═════ Excerpt ═════
Pilipinas Shell Petroleum Corp. and the Department of
Energy will kick off the NGVPPT with their Libreng Sakay
(Free Ride) project.
Mario C.
Marasigan, DOE Director for Energy Utilization and
Management Bureau said that for two weeks now, some of
the buses have been running within the Batangas City
area.
“But we
will jumpstart the program of Libreng Sakay with the 11
buses on June 24,” said Marasigan.
Technical issues have delayed the full development of
CNG as a public-transport fuel, a change widely seen as
boosting savings on imported fuels like gasoline and
diesel.
Pilipinas Shell Petroleum Corp. remains the only company
with a CNG fuel station, which it launched in October
last year. It is located at the northbound Biñan service
station of the South Luzon Expressway.
“The CNG
buses have yet to run,” Nicky M. Hidalgo Jr., KL CNGBUS
Transport Corp. vice president for public relations, had
told reporters a month ago. He added Shell has not been
supplying the fuel due to technical problems. Apparently
that problem is now resolved.
Hidalgo
said they have 12 CNG-fired bus units under the program
and that they have already invested P5 million per bus.
═════ Extracted information ═════
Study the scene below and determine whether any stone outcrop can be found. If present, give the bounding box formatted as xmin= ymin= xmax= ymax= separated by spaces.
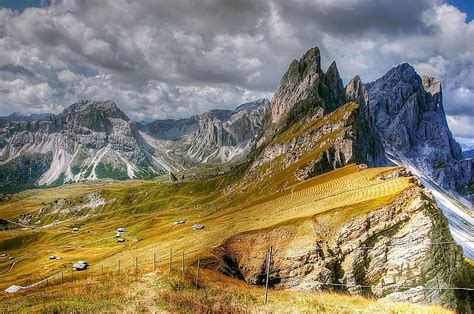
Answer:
xmin=247 ymin=48 xmax=385 ymax=185
xmin=214 ymin=171 xmax=472 ymax=311
xmin=366 ymin=63 xmax=474 ymax=204
xmin=0 ymin=101 xmax=166 ymax=190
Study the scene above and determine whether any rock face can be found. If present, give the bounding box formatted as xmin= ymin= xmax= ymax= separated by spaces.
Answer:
xmin=0 ymin=99 xmax=269 ymax=192
xmin=0 ymin=101 xmax=166 ymax=190
xmin=366 ymin=63 xmax=474 ymax=204
xmin=145 ymin=99 xmax=269 ymax=169
xmin=248 ymin=48 xmax=385 ymax=184
xmin=214 ymin=171 xmax=469 ymax=312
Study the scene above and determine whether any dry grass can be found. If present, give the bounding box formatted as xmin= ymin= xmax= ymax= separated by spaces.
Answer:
xmin=0 ymin=165 xmax=411 ymax=288
xmin=0 ymin=269 xmax=450 ymax=314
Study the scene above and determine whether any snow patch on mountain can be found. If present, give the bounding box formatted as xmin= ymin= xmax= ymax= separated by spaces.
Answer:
xmin=387 ymin=152 xmax=474 ymax=260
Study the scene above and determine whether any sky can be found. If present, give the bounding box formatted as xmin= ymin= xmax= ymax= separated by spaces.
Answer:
xmin=0 ymin=0 xmax=474 ymax=146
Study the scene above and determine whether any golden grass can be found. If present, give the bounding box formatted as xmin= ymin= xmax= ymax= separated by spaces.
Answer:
xmin=0 ymin=268 xmax=451 ymax=314
xmin=0 ymin=165 xmax=412 ymax=288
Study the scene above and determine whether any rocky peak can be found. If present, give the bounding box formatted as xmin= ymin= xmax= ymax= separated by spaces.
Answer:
xmin=324 ymin=61 xmax=346 ymax=107
xmin=366 ymin=63 xmax=468 ymax=199
xmin=345 ymin=75 xmax=366 ymax=104
xmin=421 ymin=75 xmax=441 ymax=95
xmin=62 ymin=100 xmax=129 ymax=121
xmin=271 ymin=48 xmax=324 ymax=123
xmin=234 ymin=98 xmax=270 ymax=112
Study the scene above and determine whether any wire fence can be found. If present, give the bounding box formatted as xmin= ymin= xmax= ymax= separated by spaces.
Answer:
xmin=5 ymin=241 xmax=474 ymax=303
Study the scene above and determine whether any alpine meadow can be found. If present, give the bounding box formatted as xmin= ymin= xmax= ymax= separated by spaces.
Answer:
xmin=0 ymin=0 xmax=474 ymax=313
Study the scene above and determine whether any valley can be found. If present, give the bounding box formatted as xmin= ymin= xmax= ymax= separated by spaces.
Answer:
xmin=0 ymin=47 xmax=474 ymax=312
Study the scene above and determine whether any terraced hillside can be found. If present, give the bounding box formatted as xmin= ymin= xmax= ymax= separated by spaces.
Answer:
xmin=0 ymin=165 xmax=470 ymax=312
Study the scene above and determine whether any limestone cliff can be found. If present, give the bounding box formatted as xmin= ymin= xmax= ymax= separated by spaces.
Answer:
xmin=214 ymin=170 xmax=472 ymax=311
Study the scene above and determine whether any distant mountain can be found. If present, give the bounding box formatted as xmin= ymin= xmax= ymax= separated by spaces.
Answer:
xmin=459 ymin=143 xmax=474 ymax=151
xmin=0 ymin=112 xmax=52 ymax=121
xmin=0 ymin=101 xmax=167 ymax=191
xmin=462 ymin=149 xmax=474 ymax=158
xmin=366 ymin=63 xmax=474 ymax=204
xmin=0 ymin=99 xmax=269 ymax=192
xmin=143 ymin=99 xmax=270 ymax=169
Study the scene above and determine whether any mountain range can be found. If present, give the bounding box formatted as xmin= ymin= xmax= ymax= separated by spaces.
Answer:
xmin=0 ymin=53 xmax=474 ymax=205
xmin=0 ymin=48 xmax=474 ymax=311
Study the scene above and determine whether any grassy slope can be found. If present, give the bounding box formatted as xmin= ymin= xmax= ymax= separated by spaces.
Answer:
xmin=0 ymin=166 xmax=411 ymax=286
xmin=0 ymin=268 xmax=449 ymax=314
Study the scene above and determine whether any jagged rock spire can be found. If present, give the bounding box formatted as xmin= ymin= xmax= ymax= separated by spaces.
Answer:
xmin=271 ymin=47 xmax=324 ymax=123
xmin=324 ymin=61 xmax=346 ymax=107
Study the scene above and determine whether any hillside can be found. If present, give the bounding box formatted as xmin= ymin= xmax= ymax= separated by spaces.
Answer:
xmin=0 ymin=48 xmax=474 ymax=312
xmin=0 ymin=165 xmax=467 ymax=306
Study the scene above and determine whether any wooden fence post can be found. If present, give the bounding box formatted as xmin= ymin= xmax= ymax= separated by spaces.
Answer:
xmin=181 ymin=251 xmax=184 ymax=279
xmin=196 ymin=257 xmax=201 ymax=288
xmin=265 ymin=245 xmax=272 ymax=304
xmin=170 ymin=247 xmax=173 ymax=274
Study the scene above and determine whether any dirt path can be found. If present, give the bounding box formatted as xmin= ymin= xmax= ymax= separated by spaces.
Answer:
xmin=123 ymin=273 xmax=168 ymax=313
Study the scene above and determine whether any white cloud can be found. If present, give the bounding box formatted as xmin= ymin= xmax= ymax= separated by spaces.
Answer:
xmin=0 ymin=0 xmax=474 ymax=143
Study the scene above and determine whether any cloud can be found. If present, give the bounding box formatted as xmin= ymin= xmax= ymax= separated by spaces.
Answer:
xmin=0 ymin=0 xmax=474 ymax=144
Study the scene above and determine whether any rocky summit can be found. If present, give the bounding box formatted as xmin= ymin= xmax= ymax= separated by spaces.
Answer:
xmin=0 ymin=48 xmax=474 ymax=312
xmin=366 ymin=63 xmax=474 ymax=203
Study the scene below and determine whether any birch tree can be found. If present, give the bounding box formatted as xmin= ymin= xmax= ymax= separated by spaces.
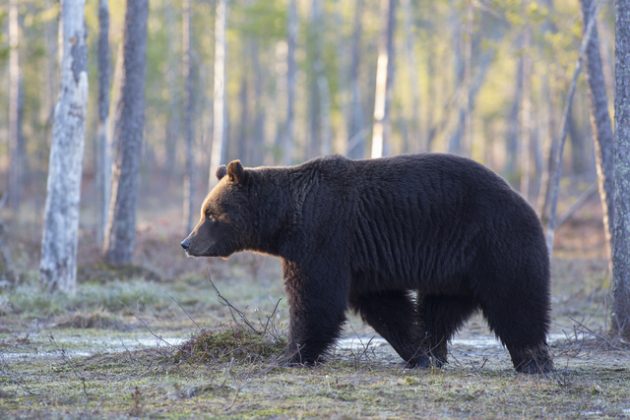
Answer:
xmin=282 ymin=0 xmax=299 ymax=165
xmin=208 ymin=0 xmax=227 ymax=188
xmin=104 ymin=0 xmax=149 ymax=265
xmin=8 ymin=0 xmax=25 ymax=210
xmin=96 ymin=0 xmax=112 ymax=245
xmin=182 ymin=0 xmax=195 ymax=233
xmin=308 ymin=0 xmax=332 ymax=157
xmin=541 ymin=1 xmax=600 ymax=255
xmin=346 ymin=0 xmax=367 ymax=159
xmin=40 ymin=0 xmax=88 ymax=293
xmin=612 ymin=0 xmax=630 ymax=339
xmin=580 ymin=0 xmax=614 ymax=258
xmin=371 ymin=0 xmax=398 ymax=158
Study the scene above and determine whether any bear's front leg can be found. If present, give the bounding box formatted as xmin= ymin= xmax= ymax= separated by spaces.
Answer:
xmin=283 ymin=261 xmax=349 ymax=365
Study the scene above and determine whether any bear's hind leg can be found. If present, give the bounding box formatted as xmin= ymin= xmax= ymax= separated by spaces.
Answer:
xmin=482 ymin=294 xmax=553 ymax=373
xmin=350 ymin=290 xmax=429 ymax=367
xmin=418 ymin=292 xmax=479 ymax=367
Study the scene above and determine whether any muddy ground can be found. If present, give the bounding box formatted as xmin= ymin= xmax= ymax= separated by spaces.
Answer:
xmin=0 ymin=200 xmax=630 ymax=418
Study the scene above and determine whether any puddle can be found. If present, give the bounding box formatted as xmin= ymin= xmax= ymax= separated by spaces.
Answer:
xmin=0 ymin=336 xmax=190 ymax=361
xmin=0 ymin=333 xmax=580 ymax=361
xmin=337 ymin=333 xmax=582 ymax=351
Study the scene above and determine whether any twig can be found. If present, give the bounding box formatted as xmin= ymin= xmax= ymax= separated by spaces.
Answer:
xmin=167 ymin=293 xmax=201 ymax=330
xmin=558 ymin=184 xmax=597 ymax=227
xmin=208 ymin=272 xmax=261 ymax=335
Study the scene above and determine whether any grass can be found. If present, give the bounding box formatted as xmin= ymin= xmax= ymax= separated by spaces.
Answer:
xmin=0 ymin=251 xmax=630 ymax=418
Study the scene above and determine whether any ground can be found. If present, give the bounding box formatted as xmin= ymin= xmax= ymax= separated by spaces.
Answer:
xmin=0 ymin=192 xmax=630 ymax=418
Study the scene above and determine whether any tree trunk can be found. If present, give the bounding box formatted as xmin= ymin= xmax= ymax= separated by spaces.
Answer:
xmin=104 ymin=0 xmax=149 ymax=265
xmin=164 ymin=2 xmax=181 ymax=176
xmin=308 ymin=0 xmax=332 ymax=157
xmin=96 ymin=0 xmax=112 ymax=246
xmin=7 ymin=0 xmax=25 ymax=210
xmin=208 ymin=0 xmax=227 ymax=189
xmin=580 ymin=0 xmax=614 ymax=261
xmin=40 ymin=0 xmax=88 ymax=293
xmin=182 ymin=0 xmax=195 ymax=234
xmin=402 ymin=0 xmax=427 ymax=153
xmin=370 ymin=0 xmax=398 ymax=158
xmin=448 ymin=3 xmax=473 ymax=155
xmin=346 ymin=0 xmax=367 ymax=159
xmin=612 ymin=0 xmax=630 ymax=339
xmin=542 ymin=2 xmax=600 ymax=256
xmin=505 ymin=34 xmax=525 ymax=186
xmin=282 ymin=0 xmax=299 ymax=165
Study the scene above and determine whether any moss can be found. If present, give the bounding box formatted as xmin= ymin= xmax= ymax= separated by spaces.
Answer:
xmin=174 ymin=328 xmax=286 ymax=363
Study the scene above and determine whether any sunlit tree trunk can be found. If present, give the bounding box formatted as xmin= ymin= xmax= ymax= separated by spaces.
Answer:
xmin=182 ymin=0 xmax=195 ymax=234
xmin=104 ymin=0 xmax=149 ymax=265
xmin=448 ymin=2 xmax=473 ymax=155
xmin=8 ymin=0 xmax=25 ymax=210
xmin=39 ymin=0 xmax=88 ymax=293
xmin=346 ymin=0 xmax=367 ymax=159
xmin=282 ymin=0 xmax=299 ymax=164
xmin=96 ymin=0 xmax=112 ymax=245
xmin=612 ymin=0 xmax=630 ymax=339
xmin=541 ymin=3 xmax=599 ymax=255
xmin=208 ymin=0 xmax=227 ymax=187
xmin=402 ymin=0 xmax=427 ymax=153
xmin=580 ymin=0 xmax=614 ymax=266
xmin=163 ymin=2 xmax=181 ymax=175
xmin=370 ymin=0 xmax=398 ymax=158
xmin=505 ymin=34 xmax=525 ymax=187
xmin=308 ymin=0 xmax=332 ymax=157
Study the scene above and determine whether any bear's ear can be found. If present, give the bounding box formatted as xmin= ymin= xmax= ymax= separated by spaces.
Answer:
xmin=227 ymin=160 xmax=245 ymax=184
xmin=215 ymin=165 xmax=227 ymax=181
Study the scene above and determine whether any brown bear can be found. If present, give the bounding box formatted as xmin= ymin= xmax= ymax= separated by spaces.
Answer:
xmin=181 ymin=154 xmax=553 ymax=373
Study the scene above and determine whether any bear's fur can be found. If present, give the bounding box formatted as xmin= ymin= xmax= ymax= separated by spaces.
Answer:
xmin=182 ymin=154 xmax=552 ymax=373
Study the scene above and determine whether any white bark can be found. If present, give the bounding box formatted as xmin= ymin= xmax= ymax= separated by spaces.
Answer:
xmin=208 ymin=0 xmax=227 ymax=189
xmin=96 ymin=0 xmax=112 ymax=246
xmin=8 ymin=0 xmax=25 ymax=210
xmin=282 ymin=0 xmax=299 ymax=165
xmin=370 ymin=0 xmax=397 ymax=158
xmin=40 ymin=0 xmax=88 ymax=293
xmin=182 ymin=0 xmax=195 ymax=234
xmin=542 ymin=0 xmax=601 ymax=255
xmin=612 ymin=0 xmax=630 ymax=339
xmin=104 ymin=0 xmax=149 ymax=265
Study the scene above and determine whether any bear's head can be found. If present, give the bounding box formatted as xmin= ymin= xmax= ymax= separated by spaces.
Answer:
xmin=181 ymin=160 xmax=255 ymax=257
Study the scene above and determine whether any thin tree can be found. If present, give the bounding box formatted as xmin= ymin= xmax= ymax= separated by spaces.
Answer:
xmin=163 ymin=2 xmax=185 ymax=175
xmin=402 ymin=0 xmax=427 ymax=153
xmin=96 ymin=0 xmax=112 ymax=245
xmin=40 ymin=0 xmax=88 ymax=293
xmin=208 ymin=0 xmax=227 ymax=187
xmin=541 ymin=0 xmax=601 ymax=255
xmin=104 ymin=0 xmax=149 ymax=265
xmin=371 ymin=0 xmax=398 ymax=158
xmin=308 ymin=0 xmax=332 ymax=157
xmin=448 ymin=2 xmax=473 ymax=154
xmin=182 ymin=0 xmax=195 ymax=233
xmin=612 ymin=0 xmax=630 ymax=339
xmin=346 ymin=0 xmax=367 ymax=159
xmin=8 ymin=0 xmax=25 ymax=210
xmin=282 ymin=0 xmax=299 ymax=164
xmin=580 ymin=0 xmax=614 ymax=264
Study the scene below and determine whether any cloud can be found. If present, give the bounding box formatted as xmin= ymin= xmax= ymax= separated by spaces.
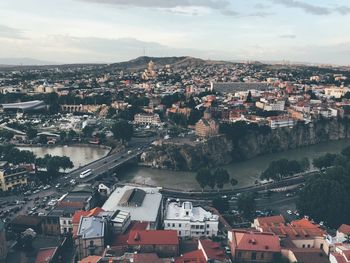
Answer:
xmin=0 ymin=25 xmax=25 ymax=39
xmin=270 ymin=0 xmax=350 ymax=15
xmin=279 ymin=34 xmax=297 ymax=39
xmin=78 ymin=0 xmax=238 ymax=16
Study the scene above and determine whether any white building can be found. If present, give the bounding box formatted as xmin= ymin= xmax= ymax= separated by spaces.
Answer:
xmin=164 ymin=202 xmax=219 ymax=237
xmin=102 ymin=185 xmax=162 ymax=229
xmin=134 ymin=114 xmax=161 ymax=125
xmin=267 ymin=116 xmax=295 ymax=129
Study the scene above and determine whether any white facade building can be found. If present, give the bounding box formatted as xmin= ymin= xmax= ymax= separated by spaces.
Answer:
xmin=134 ymin=114 xmax=161 ymax=125
xmin=164 ymin=202 xmax=219 ymax=237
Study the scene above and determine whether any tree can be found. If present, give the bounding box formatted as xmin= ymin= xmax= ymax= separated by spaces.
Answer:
xmin=112 ymin=120 xmax=134 ymax=142
xmin=0 ymin=129 xmax=15 ymax=140
xmin=26 ymin=127 xmax=38 ymax=140
xmin=312 ymin=153 xmax=337 ymax=169
xmin=82 ymin=125 xmax=94 ymax=138
xmin=237 ymin=193 xmax=256 ymax=220
xmin=246 ymin=91 xmax=253 ymax=103
xmin=230 ymin=178 xmax=238 ymax=187
xmin=297 ymin=166 xmax=350 ymax=228
xmin=213 ymin=197 xmax=230 ymax=213
xmin=214 ymin=168 xmax=230 ymax=189
xmin=196 ymin=168 xmax=215 ymax=189
xmin=341 ymin=146 xmax=350 ymax=158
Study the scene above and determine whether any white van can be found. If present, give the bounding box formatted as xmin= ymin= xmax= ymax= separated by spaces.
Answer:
xmin=80 ymin=169 xmax=92 ymax=178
═════
### Requests
**a.** In the article on CNG buses, reproduce the passage word for word. Start at "Technical issues have" and stop after "South Luzon Expressway.".
**b.** According to the article on CNG buses, where is Pilipinas Shell Petroleum Corp.'s CNG fuel station located?
The data is unrelated to the article on CNG buses.

### Solved tasks
**a.**
Technical issues have delayed the full development of
CNG as a public-transport fuel, a change widely seen as
boosting savings on imported fuels like gasoline and
diesel.
Pilipinas Shell Petroleum Corp. remains the only company
with a CNG fuel station, which it launched in October
last year. It is located at the northbound Biñan service
station of the South Luzon Expressway.

**b.** At the northbound Biñan service station of the South Luzon Expressway.